-- begin --

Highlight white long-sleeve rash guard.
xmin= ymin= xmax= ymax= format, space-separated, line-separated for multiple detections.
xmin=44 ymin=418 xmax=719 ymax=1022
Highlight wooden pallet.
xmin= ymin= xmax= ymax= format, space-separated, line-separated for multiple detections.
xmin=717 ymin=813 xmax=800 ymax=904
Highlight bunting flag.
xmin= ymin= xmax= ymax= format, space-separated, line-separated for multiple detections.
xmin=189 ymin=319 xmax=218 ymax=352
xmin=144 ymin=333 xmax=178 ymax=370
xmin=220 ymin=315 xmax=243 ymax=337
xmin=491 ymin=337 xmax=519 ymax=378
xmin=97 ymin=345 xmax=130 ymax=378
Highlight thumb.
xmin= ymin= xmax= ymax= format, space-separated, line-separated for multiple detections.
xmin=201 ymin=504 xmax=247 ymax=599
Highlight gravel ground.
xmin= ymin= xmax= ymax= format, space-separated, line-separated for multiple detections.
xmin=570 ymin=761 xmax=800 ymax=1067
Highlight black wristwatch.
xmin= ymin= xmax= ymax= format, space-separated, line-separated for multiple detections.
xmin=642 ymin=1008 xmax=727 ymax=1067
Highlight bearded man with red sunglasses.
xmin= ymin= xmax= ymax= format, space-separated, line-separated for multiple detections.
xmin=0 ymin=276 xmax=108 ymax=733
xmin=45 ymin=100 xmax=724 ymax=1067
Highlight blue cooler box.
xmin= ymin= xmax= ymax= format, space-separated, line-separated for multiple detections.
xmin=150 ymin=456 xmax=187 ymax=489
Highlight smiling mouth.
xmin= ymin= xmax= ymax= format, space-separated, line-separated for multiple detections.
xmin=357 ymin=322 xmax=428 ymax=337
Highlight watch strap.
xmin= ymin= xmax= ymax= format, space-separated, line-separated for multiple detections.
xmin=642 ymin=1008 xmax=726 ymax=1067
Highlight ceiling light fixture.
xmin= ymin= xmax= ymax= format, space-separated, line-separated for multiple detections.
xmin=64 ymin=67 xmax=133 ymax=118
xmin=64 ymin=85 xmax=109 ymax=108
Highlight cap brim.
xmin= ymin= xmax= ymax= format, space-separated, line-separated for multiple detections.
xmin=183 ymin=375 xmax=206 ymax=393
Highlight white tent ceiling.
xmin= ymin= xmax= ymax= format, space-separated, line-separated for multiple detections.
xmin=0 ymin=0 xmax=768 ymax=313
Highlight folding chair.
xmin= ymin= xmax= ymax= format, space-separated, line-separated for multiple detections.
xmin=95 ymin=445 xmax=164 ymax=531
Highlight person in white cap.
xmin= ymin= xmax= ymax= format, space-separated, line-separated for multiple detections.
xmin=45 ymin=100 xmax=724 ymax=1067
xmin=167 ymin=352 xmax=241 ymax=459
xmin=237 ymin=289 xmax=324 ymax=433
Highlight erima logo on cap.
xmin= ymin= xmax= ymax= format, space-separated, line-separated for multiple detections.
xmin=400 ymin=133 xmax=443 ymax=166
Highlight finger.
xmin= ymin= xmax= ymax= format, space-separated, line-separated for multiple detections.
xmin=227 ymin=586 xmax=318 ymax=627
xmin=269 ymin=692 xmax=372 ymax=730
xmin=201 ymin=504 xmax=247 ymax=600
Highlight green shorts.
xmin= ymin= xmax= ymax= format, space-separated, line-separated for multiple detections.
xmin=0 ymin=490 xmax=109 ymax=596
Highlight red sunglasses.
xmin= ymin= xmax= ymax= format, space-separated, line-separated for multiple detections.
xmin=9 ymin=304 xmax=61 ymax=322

-- end --
-- begin --

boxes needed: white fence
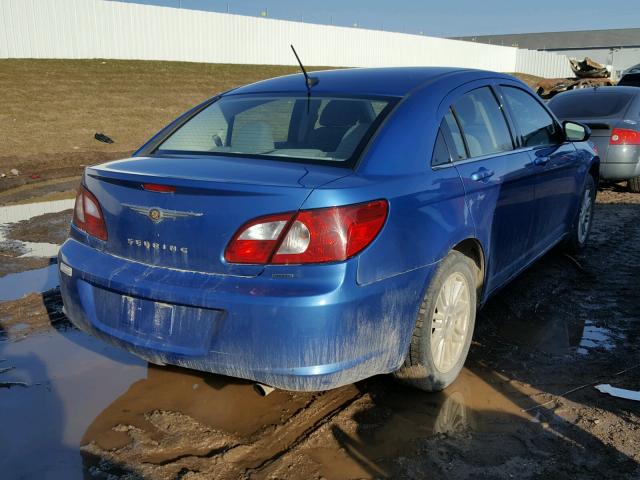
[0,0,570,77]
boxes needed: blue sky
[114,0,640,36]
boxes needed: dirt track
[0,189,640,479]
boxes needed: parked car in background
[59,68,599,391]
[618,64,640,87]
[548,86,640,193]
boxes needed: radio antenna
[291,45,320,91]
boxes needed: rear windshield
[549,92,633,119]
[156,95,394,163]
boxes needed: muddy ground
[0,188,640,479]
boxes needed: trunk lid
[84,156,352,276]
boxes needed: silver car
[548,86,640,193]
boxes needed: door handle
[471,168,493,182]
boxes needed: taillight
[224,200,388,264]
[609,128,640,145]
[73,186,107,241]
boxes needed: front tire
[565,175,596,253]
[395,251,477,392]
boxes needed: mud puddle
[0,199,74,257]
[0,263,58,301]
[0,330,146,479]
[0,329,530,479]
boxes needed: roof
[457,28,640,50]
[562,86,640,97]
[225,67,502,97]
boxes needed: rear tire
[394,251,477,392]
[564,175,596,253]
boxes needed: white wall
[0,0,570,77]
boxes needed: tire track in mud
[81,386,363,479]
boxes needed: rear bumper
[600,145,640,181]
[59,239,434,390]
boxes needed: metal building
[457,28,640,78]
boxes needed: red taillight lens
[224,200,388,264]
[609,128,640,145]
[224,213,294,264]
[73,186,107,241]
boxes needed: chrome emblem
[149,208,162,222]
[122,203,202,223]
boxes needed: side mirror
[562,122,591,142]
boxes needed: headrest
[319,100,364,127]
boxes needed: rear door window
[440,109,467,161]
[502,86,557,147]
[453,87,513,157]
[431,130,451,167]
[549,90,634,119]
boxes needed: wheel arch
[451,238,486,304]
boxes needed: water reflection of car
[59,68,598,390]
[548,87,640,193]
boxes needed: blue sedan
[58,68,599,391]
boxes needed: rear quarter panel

-- end --

• PROBLEM STATEMENT: How many lines in the entries above contain the word "track"? Reply with the number only.

• RESPONSE: 2